● **DIRECTIONS**
Copy all of the records word for word.

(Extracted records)
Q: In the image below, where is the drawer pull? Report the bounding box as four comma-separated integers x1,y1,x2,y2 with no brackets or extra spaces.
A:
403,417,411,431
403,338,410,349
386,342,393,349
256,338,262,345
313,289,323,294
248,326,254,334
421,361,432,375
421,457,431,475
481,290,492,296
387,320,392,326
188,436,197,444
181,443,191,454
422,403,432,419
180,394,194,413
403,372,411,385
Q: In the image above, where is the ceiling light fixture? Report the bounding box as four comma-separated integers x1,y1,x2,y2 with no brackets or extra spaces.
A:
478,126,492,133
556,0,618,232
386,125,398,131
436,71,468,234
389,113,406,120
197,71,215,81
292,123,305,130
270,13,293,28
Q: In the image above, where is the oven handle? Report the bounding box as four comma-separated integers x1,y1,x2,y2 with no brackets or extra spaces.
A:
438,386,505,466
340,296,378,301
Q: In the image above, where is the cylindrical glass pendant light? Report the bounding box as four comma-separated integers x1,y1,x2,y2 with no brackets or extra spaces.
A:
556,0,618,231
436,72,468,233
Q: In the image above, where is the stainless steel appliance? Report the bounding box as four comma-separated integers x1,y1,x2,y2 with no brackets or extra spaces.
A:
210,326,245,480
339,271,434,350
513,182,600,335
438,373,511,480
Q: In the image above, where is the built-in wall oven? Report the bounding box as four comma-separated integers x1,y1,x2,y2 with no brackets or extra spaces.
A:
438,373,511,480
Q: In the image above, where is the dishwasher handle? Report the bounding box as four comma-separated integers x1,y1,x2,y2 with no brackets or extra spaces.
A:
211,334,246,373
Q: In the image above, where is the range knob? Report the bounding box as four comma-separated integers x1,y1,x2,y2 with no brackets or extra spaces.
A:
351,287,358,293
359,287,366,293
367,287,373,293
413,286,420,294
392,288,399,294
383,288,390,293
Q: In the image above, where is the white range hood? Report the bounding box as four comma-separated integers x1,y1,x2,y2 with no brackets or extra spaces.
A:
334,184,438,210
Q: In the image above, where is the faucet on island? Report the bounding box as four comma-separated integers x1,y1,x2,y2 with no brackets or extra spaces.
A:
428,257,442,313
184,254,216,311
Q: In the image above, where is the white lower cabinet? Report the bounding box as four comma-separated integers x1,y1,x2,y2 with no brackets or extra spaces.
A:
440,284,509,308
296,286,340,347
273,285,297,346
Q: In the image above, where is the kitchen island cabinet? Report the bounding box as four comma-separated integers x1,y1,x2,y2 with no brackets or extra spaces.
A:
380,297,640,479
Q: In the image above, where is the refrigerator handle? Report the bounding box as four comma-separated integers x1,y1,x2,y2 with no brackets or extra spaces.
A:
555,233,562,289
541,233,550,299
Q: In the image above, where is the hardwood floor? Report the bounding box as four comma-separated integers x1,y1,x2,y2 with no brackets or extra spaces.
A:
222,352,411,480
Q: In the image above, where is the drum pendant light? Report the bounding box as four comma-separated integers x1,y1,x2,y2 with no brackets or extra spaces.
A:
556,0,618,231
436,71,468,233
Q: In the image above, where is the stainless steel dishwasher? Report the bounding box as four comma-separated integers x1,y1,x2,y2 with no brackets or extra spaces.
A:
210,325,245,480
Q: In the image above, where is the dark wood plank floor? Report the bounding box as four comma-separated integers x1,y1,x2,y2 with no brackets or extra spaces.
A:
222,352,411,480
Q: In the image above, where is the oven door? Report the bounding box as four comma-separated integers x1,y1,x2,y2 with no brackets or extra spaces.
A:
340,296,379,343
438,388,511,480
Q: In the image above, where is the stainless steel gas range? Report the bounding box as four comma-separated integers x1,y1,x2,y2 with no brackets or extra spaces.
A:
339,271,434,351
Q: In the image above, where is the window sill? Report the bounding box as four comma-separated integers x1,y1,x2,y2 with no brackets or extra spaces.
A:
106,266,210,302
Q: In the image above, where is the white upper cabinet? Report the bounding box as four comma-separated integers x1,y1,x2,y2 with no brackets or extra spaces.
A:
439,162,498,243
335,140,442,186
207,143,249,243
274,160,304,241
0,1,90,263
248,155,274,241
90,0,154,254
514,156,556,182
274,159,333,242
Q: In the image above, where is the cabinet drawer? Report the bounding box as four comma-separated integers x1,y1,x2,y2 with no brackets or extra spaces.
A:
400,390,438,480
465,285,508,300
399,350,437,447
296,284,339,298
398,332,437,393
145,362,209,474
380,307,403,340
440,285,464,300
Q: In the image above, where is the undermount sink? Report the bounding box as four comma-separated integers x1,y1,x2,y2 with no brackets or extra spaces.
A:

● **RESPONSE TO THIS EXERCISE**
Q: In the image below, where is the drawer pull? Report the bounding box as four comma-separated integers x1,y1,x2,y2 with no brackets or extra spaces.
A:
403,417,411,431
403,338,410,349
386,342,393,349
256,338,262,345
313,289,323,294
248,326,254,334
421,361,432,375
421,457,431,475
481,290,492,296
387,320,392,326
188,436,197,444
181,443,191,454
422,403,432,419
180,394,194,413
403,372,411,385
Q: In the image above, where is the ceiling light fixture? Report the bounding box as four comma-separated integers x1,y1,x2,y2 with no brackets or extra spaces.
A:
478,126,492,133
556,0,618,232
386,125,398,131
436,71,468,234
389,113,406,120
197,71,215,81
292,123,305,130
270,13,293,28
Q: In the image above, where is the oven handle? Report the bounding box as four comma-separated integers x1,y1,x2,y2 with no brackets or extra spaces.
A:
438,386,505,466
340,296,378,301
Q: In the image above, where is the cylindrical glass pendant light? Report the bounding box as four comma-separated integers x1,y1,x2,y2 with no brackets or extra spaces.
A:
556,0,618,231
436,72,468,233
Q: In the image above, where is the stainless steel appliance? Report the bounding box as four comma-separated integers x1,y1,x2,y2 with no brackets or extra spaces.
A:
210,326,245,480
339,271,434,350
513,182,600,335
438,373,511,480
Q: In the image above, where is the built-in wall oven? Report the bounding box as four comma-separated integers x1,y1,x2,y2 with no brackets or extra spaces.
A:
438,373,511,480
Q: In the image above, where is the dishwasher handle? Report the bounding box as four comma-separated integers x1,y1,x2,y2 with no brackets or extra spaces.
A:
211,334,246,373
Q: In the image above, where is the range knob? Report the bounding box as four comma-separated integers x1,y1,x2,y2 with no brackets or extra spaces.
A:
351,287,358,293
359,287,366,293
367,287,373,293
413,286,420,294
392,288,399,294
383,288,390,293
Q: In the image above, where is the white range hood? Report the bounding box as four comma-separated integers x1,y1,x2,y2 with no brackets or extra spaces.
A:
334,184,438,210
Q: In the image above, where is the faucet on island? Report the bounding box as four comma-separated integers x1,y1,x2,y2 with no brackets or extra spaces.
A:
428,257,442,313
184,254,216,311
Q: In the image above, where is the white lower cabinet? Report the bounding box as four comma-separated integers x1,y1,x2,y2 with no brackets or extra spaces.
A:
440,284,509,308
296,286,340,347
273,285,297,346
Q: In the image above, where is the kitchen island cabinet? Report the bounding box as four comma-separated integers x1,y1,x2,y2 with no brackets or extra spaces.
A:
380,297,640,479
Q: In the image above, where is the refrigerator handle? Report the bounding box as four comma-separated integers x1,y1,x2,y2 with no brackets or extra spaces.
A:
555,233,562,289
541,233,550,299
Q: In the image above, where is the hardwood floor? Report the bounding box as four comma-separated integers x1,y1,x2,y2 with no brackets or extra spaces.
A:
222,352,411,480
Q: In the image above, where is the drum pendant light? Report the bounding box as four comma-separated integers x1,y1,x2,y2 with no brackets or extra spaces.
A:
556,0,618,231
436,71,468,233
Q: In the image above, where is the stainless steel dishwasher? Report the bounding box as four comma-separated integers x1,y1,x2,y2 with no brackets or extra spaces.
A:
210,325,245,480
Q: In the image above, where is the dark wood plank floor? Report the bounding box as four comma-separated integers x1,y1,x2,y2 with no brackets or extra spaces.
A:
222,352,411,480
Q: In the image above, where is the oven door? Report the bounding box as four comma-separated integers x1,y1,x2,y2 with no brackets or extra spaces.
A:
340,296,379,343
438,388,511,480
Q: In the image above, where is the stainless steel gas range? Report the bounding box as four comma-separated integers x1,y1,x2,y2 with no brackets or extra spaces.
A:
339,271,434,351
Q: In the image above, where is the window sill? Report the bounding box as four comma-separated integers x1,y1,x2,y2 with no brackets or extra spaces.
A:
106,266,210,302
Q: In the image above, where is the white upper cabinet? Report the bounding box as four comma-separated integers x1,y1,x2,y2 with no brackets or extra spaces.
A:
439,162,498,243
335,140,442,186
207,143,249,243
274,160,304,241
0,1,90,263
248,155,274,241
90,0,154,254
514,156,556,182
274,159,333,242
Q: In the image above, where is the cabinet drawer? Report the bounding box as four comma-separated integers x1,y1,x2,y2 with no brackets or extra spaces.
A:
400,390,438,480
465,285,508,300
399,350,437,447
296,284,339,298
398,332,437,393
145,362,209,474
380,307,403,340
440,285,464,300
Q: In the image above, where is the undermount sink? Report the bounding box as four comma-separated integers x1,y1,x2,y2 with no brackets or extra spaces.
A:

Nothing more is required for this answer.